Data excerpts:
§
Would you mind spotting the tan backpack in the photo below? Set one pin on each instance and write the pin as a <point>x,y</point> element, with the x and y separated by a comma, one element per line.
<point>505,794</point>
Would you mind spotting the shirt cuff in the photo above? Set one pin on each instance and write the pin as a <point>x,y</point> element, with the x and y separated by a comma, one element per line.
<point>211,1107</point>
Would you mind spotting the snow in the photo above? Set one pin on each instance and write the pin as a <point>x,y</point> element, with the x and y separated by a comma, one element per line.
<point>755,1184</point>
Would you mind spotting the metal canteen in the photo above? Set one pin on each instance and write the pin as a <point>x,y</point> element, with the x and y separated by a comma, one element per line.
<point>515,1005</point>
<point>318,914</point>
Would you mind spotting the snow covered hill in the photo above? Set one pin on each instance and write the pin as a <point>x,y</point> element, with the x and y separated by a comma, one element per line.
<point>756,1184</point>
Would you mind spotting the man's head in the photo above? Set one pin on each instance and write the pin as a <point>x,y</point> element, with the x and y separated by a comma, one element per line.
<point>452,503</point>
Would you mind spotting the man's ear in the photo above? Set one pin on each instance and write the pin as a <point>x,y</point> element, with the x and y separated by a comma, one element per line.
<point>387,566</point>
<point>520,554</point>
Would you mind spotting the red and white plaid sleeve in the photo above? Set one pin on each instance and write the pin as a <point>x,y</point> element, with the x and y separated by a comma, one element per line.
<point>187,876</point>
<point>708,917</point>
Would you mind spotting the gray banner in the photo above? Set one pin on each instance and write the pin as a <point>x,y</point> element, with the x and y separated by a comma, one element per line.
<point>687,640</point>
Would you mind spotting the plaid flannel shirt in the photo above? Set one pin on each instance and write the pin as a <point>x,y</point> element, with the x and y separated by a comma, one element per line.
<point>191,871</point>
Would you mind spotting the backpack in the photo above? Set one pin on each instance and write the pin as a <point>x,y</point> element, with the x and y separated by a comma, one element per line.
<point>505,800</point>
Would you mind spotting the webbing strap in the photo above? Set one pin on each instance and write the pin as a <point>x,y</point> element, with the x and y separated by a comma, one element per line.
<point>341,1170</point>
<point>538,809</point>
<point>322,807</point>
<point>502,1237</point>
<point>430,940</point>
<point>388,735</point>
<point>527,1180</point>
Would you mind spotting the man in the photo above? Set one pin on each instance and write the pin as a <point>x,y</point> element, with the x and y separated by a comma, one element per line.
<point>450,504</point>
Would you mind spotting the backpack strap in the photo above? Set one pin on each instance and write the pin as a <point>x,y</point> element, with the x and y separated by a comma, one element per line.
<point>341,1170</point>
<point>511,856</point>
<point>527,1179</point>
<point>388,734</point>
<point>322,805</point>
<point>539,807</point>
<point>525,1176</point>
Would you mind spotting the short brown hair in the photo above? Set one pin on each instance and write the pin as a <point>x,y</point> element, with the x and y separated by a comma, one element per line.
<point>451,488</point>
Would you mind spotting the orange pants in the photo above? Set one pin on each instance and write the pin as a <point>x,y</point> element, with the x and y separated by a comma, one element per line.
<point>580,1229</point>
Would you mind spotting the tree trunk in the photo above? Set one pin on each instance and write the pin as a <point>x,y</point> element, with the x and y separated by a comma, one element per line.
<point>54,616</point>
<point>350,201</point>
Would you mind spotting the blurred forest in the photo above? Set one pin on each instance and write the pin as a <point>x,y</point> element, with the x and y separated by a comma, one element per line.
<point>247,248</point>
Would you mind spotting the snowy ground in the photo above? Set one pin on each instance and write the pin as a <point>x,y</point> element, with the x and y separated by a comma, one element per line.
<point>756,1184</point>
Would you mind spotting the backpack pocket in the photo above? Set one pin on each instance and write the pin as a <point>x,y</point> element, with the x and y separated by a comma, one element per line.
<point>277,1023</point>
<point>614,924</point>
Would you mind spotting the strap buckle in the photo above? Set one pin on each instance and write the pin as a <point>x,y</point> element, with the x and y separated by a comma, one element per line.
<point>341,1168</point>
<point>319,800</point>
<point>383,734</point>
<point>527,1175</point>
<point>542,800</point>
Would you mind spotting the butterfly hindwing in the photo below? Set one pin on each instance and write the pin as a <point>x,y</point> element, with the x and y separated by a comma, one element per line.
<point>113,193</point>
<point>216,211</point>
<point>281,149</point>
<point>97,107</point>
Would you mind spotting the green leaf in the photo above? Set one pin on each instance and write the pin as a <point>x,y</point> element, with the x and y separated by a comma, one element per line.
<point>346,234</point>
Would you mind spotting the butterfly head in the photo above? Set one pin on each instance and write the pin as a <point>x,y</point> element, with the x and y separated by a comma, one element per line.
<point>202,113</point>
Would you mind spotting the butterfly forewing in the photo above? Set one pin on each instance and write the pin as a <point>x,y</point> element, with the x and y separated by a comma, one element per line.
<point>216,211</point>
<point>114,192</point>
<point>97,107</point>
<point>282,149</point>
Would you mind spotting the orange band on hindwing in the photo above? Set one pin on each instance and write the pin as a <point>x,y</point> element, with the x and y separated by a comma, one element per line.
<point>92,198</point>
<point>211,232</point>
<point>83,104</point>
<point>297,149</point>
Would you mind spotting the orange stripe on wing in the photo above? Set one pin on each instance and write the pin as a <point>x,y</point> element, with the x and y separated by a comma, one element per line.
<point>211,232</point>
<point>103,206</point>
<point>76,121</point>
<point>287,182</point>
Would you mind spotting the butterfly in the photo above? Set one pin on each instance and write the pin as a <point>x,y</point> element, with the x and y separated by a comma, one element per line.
§
• [YOUR INSTRUCTIONS]
Go through the data above and repeat all of it exactly.

• [EXPECTED OUTPUT]
Would you mind spotting the tan backpack in the photo below? Set one pin on each instance and write the pin as a <point>x,y</point> element, with the x and y separated by a comma, one element per line.
<point>505,794</point>
Would you mind spotting the shirt cuff in the photo above? Set one pin on each instance and write the pin as a <point>x,y</point> element, with the x and y separated by a comma, one element per line.
<point>211,1107</point>
Would you mind spotting the snow in the photo above? Set one pin on each instance and write the pin as a <point>x,y</point> element, with the x and y separated by a comma, one element per line.
<point>755,1184</point>
Would you mind spotting the metal canteen in the photo above? Set one pin on each instance and write the pin as a <point>x,y</point> element, with the x and y separated by a comma, one element per line.
<point>515,1005</point>
<point>318,914</point>
Would you mind spotting the snow covered hill in the photo above? Set one pin on each instance and write the pin as a <point>x,y</point> element, with the x and y separated by a comma, one element per line.
<point>756,1184</point>
Would you mind spotting the man's head in the photo above? Set one pin on each instance and write the pin as a <point>x,y</point> element, with the x and y separated by a comma, one element per line.
<point>452,503</point>
Would you mind spotting the man's ear in the photo above? Set one pin on each instance and write the pin as a <point>x,y</point> element, with the x and y separated by a comma, one element per line.
<point>387,566</point>
<point>520,554</point>
Would you mind spotting the red and white plaid sleeve in the photo above? Set one pin on each instance and write the pin as a <point>x,y</point> element, with the x and y separated by a comma, one element per line.
<point>187,876</point>
<point>708,917</point>
Would you mind spotting the gray banner in the photo above? Set one pin on each instance and write the pin as a <point>x,y</point> element, with the x and y separated by a comma, one element per line.
<point>687,640</point>
Would you mind spotting the plaid flannel shirt in the photo above? Set one pin on each instance and write the pin as a <point>x,y</point> element, with the x and y separated by a comma, one element per line.
<point>191,871</point>
Would you mind spotting the backpack in the photo above? Set one pin on each instance and write the pin as a <point>x,y</point> element, with the x and y separated by a comma, one element per line.
<point>505,800</point>
Would you mind spotting the webbing strap in the photo above? Set one pin on each instance and write the pin as a <point>x,y</point> element, with the x and y separated by a comma, one element per line.
<point>341,1170</point>
<point>538,809</point>
<point>322,807</point>
<point>502,1237</point>
<point>430,940</point>
<point>388,735</point>
<point>527,1180</point>
Would you mind spotting the man in the photo above? Set one pin on each instance and write the pin as a <point>x,y</point> element, with the x and y separated by a comma, one element per line.
<point>450,504</point>
Would you mind spotting the backpack strap in the photo above? Set one pin on each instance and write the pin as a <point>x,y</point> element, with the x and y separated by a comma, one element per line.
<point>341,1170</point>
<point>511,856</point>
<point>527,1179</point>
<point>388,734</point>
<point>322,805</point>
<point>539,807</point>
<point>525,1176</point>
Would you mind spotting the short brown hair in the photo above? Set one pin on each instance and write the pin as a <point>x,y</point> element, with the x and y separated by a comma, one element per line.
<point>451,488</point>
Would you mind spotting the orange pants in the photo above? Set one pin on each instance and write the pin as a <point>x,y</point> element, with the x and y separated by a comma, one element per line.
<point>580,1229</point>
Would you mind spotting the tree trunk in the photo above? Set one pin on each instance and write the pin as a <point>x,y</point> element, with the x and y separated by a comma, one element per line.
<point>54,616</point>
<point>350,201</point>
Would you mind spotting the blurred forest in the photo above? Set one pin on each instance and write the pin as a <point>x,y</point> element, with the x and y separated by a comma, one element per line.
<point>247,248</point>
Would you mind spotting the snowy ground in the photo above? Set one pin on each instance and write the pin as a <point>x,y</point> element, with the x and y separated by a comma, one element per line.
<point>756,1184</point>
Would you mind spotting the backpack pocket in the photo above? Set one pin on each instance and write the pin as a <point>x,y</point> element, with the x and y separated by a comma, one element per line.
<point>277,1023</point>
<point>614,924</point>
Would you mind spotting the strap buckle in the photo above? Set one pin on each instance and write the pin as a <point>x,y</point> element, with the x and y separated by a comma, one element per line.
<point>341,1168</point>
<point>319,800</point>
<point>383,734</point>
<point>527,1175</point>
<point>542,800</point>
Would you mind spotting the butterfly hindwing in the photo below? Set one pin on each instance and write the pin as a <point>x,y</point> element, with the x and y separated by a comma, one element per line.
<point>113,193</point>
<point>216,211</point>
<point>281,149</point>
<point>97,107</point>
Would you mind spotting the green leaf in the photo above? Set one pin on each instance and write the pin as a <point>x,y</point> element, with the x and y separated by a comma, one element per line.
<point>346,234</point>
Would you mind spotting the butterfly head in the photo above? Set one pin on each instance and write the pin as a <point>x,y</point> element, with the x and y separated by a comma, one element per line.
<point>202,113</point>
Would you mind spotting the butterfly forewing in the photo above? Set one pin on each instance and write the pin as a <point>x,y</point> element, with the x and y separated by a comma, one element per line.
<point>216,211</point>
<point>114,192</point>
<point>97,107</point>
<point>282,149</point>
Would you mind spotting the orange band on hindwing in the photo above? Set one pin on each instance and write the pin as a <point>x,y</point> element, with the x and y separated by a comma, one element per line.
<point>92,198</point>
<point>211,232</point>
<point>83,104</point>
<point>297,149</point>
Would you mind spotting the orange stripe on wing in the photo above? Set one pin on each instance and write the pin as a <point>x,y</point> element, with the x and y separated by a comma, one element per line.
<point>211,232</point>
<point>103,206</point>
<point>76,121</point>
<point>287,182</point>
Would you mind spotting the butterfly in the photo above? Set one pin on each instance and write the pin as a <point>x,y</point> element, with the x and y separated by a comma, one element per line.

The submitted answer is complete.